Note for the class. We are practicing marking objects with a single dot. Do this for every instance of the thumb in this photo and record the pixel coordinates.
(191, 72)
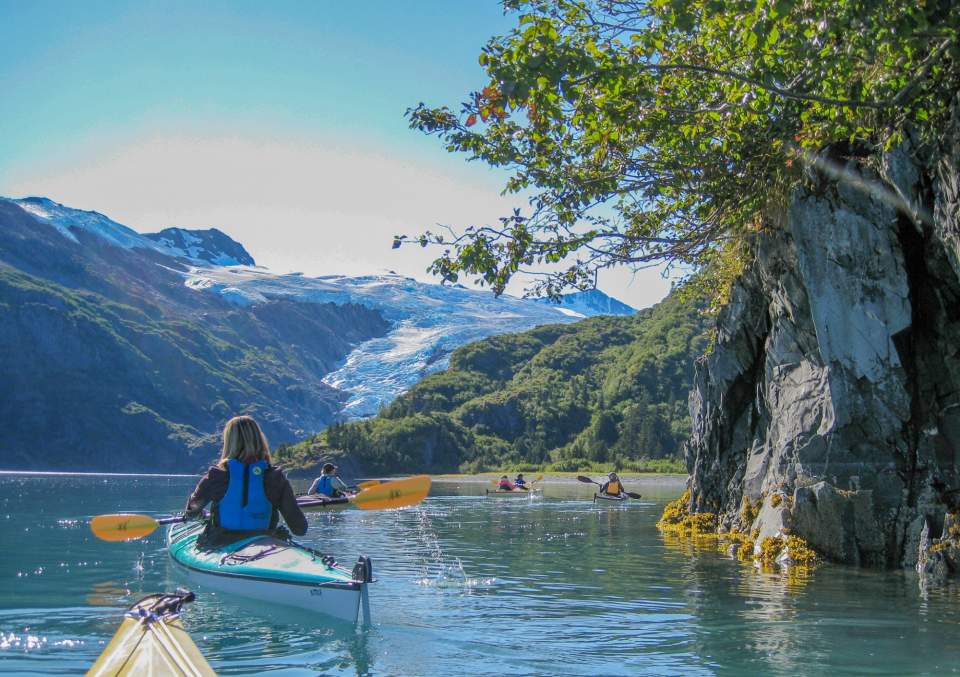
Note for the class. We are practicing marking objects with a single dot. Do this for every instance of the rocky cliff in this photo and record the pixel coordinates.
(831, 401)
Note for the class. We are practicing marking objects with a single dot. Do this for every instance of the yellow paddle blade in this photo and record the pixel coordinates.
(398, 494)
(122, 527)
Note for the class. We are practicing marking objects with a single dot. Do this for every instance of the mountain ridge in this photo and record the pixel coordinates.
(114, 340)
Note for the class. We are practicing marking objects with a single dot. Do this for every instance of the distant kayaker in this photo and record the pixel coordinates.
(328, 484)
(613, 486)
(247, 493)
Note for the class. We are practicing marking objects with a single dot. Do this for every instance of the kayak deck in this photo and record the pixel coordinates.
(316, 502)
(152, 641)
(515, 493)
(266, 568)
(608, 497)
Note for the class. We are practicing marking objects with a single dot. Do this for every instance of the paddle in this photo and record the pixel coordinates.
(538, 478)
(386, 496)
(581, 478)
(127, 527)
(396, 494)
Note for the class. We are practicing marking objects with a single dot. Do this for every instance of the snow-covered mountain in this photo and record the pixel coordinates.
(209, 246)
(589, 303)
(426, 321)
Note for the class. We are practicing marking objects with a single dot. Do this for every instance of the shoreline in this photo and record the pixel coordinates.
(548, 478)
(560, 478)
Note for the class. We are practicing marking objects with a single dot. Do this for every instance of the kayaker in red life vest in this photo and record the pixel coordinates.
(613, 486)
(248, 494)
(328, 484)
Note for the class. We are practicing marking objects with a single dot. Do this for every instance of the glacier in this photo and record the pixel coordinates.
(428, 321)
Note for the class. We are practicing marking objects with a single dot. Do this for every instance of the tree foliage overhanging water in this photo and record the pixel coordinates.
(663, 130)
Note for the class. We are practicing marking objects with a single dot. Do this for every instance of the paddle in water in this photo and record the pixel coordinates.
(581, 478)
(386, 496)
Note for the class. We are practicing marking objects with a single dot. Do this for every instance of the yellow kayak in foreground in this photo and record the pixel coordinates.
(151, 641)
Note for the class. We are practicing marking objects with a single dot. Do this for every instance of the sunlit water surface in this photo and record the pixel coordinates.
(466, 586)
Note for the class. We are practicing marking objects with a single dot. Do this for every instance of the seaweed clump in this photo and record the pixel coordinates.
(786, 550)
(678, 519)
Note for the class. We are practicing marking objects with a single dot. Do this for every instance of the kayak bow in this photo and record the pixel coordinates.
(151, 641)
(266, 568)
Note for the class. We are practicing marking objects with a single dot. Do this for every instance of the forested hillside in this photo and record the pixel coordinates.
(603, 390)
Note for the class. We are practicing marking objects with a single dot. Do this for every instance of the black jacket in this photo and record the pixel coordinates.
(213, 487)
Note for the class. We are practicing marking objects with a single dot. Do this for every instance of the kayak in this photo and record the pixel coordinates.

**What to produce:** Omit pictures and output the listing exactly.

**The completed task:**
Note for the class. We are practicing marking objects with a single dot. Do this for every instance of the thumb in this photo and record the pixel coordinates.
(191, 72)
Note for the class. We are practicing marking objects with a single dot. Do this for every instance of the rocky cliff in this photo and record the pixel coordinates.
(831, 401)
Note for the class. We are practicing marking objects with a single dot. Do this for every instance of the yellow paddle blade in this photo and record the pixel coordinates.
(398, 494)
(122, 527)
Note for the class. We are practicing marking objects with a single dot. Do this for every instance of the mountain ridge in this photo and record the pixel coordinates.
(114, 340)
Note for the class. We are practicing marking objects with a single dot. Do this for every instance of the distant kayaker in this photo and record the pixel coordinates.
(328, 484)
(613, 486)
(247, 493)
Note for the class. We are practicing marking objects with a single dot. Do this for every instance of the kayak deck in this photo and record the pixel coordinates.
(316, 502)
(152, 641)
(515, 493)
(266, 568)
(608, 497)
Note for the class. We are practicing marking objects with a single dot. Do this for every instance of the paddle in this photo and record the pixel coordinates.
(538, 478)
(386, 496)
(581, 478)
(127, 527)
(396, 494)
Note for the class. We are practicing marking objects with a single dot. Do this for every instance of the snow-covered mountain in this photo and record the pixel coordinates.
(209, 246)
(589, 303)
(426, 321)
Note for the class. We are practicing marking objects with a single dot. Do this for every instance of the shoreline in this photo and record the pixel coordinates.
(548, 478)
(560, 478)
Note for the class. We are practicing marking objects with a single dot. Do this for every instance of the kayaker in red life vest in this photo and record the pixel coordinates.
(613, 486)
(248, 494)
(328, 484)
Note for the class. We are practicing marking objects with a single dot. Do this for every instance of the glacier in this photo and record the pixel coordinates.
(428, 321)
Note for the class. We are practicing marking objects with a single dot. Do this for every instance of the tree foliage overhanging water in this photo and record the pixel coordinates.
(663, 130)
Note for the class. We are practicing marking objects with a single dot. Do this for every instance of the paddle in water in this photo and record the pixel coordinates.
(581, 478)
(386, 496)
Note for the class. We are practicing marking objects with a single dot. Do this for every instance of the yellow kayak in foreground in this photo and record the pixel coordinates.
(151, 641)
Note for the class. We are practicing marking objects with a single dot. Do this for every instance of the sunlit water surface in this photo and record the pixel coordinates.
(466, 586)
Note for the class. We are practicing marking objects with a single dot. Do this for every instance of the seaweed clump in this photo and record the pixel coordinates.
(786, 550)
(678, 519)
Note for the class. We are practicing marking objects with a single dot. Do this for every instance of the kayak bow in this photo and record the pixel coordinates.
(151, 641)
(266, 568)
Note for the class. We are practicing marking objects with a single dot. Do this for every instance of the forested hillside in this photo and record the pixel coordinates.
(603, 390)
Note for the class. We are practicing marking objects with a single dot. Do this for every instance of the black jacket in this photo and record the pixel coordinates.
(213, 487)
Note for the class. We are practicing marking objects with a single dot. Do this for every instance of the kayak in this photo and record the pixel coordinates.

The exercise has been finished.